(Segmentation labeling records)
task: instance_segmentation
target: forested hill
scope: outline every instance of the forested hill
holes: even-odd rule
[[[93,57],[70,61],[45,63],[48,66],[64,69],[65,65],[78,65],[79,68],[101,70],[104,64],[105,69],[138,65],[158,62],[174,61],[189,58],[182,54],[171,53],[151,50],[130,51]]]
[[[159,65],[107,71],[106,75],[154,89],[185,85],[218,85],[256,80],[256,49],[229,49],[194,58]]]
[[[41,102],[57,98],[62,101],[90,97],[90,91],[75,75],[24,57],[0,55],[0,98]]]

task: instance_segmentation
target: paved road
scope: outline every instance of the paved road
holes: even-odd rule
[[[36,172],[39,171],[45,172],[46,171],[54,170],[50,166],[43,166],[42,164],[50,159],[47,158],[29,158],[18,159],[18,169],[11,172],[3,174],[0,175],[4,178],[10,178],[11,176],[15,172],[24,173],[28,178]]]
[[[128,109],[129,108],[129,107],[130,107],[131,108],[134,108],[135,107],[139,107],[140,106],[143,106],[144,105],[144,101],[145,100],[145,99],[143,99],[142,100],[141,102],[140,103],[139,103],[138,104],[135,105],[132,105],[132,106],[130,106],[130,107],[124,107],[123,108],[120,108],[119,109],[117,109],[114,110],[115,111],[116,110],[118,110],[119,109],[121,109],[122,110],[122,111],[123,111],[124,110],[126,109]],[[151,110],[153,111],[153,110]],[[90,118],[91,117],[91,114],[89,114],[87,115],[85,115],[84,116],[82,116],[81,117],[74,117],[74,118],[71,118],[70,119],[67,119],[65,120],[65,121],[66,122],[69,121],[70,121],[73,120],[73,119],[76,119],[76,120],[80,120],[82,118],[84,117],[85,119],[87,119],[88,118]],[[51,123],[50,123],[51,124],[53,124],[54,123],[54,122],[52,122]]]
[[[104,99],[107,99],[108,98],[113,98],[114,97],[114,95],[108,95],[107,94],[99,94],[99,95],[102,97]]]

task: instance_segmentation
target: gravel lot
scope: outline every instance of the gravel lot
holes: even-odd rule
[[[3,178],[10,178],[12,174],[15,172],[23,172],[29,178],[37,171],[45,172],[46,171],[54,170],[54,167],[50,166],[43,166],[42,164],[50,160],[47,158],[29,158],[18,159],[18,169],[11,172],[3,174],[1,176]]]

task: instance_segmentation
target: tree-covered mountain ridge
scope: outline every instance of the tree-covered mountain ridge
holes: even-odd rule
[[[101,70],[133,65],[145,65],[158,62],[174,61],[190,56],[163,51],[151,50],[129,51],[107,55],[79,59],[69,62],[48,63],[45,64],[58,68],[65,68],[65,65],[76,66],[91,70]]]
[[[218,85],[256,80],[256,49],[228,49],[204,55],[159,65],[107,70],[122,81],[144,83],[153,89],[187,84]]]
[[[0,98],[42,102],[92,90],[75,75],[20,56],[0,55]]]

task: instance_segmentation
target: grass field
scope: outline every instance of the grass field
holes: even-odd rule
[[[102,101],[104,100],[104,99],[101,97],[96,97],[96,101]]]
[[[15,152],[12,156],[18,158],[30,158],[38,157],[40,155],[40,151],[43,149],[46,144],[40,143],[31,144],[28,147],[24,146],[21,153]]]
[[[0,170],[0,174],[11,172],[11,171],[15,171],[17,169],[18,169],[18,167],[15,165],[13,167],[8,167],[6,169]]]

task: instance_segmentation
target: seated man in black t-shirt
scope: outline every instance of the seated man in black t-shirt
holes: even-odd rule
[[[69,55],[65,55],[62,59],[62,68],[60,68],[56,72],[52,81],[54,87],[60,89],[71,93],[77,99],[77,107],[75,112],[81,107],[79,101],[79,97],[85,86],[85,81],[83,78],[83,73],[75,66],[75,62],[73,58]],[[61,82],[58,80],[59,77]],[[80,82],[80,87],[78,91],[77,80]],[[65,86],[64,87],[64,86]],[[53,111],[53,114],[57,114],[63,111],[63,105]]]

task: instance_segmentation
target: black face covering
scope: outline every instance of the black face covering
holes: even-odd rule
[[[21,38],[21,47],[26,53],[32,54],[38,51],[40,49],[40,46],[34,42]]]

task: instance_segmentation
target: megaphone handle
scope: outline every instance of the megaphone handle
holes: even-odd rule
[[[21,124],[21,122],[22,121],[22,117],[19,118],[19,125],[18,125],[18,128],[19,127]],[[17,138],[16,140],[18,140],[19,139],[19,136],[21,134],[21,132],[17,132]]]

## TASK INSTRUCTIONS
How many lines in the records above contain the word "gravel"? Reply with the number only.

## FULL RESPONSE
2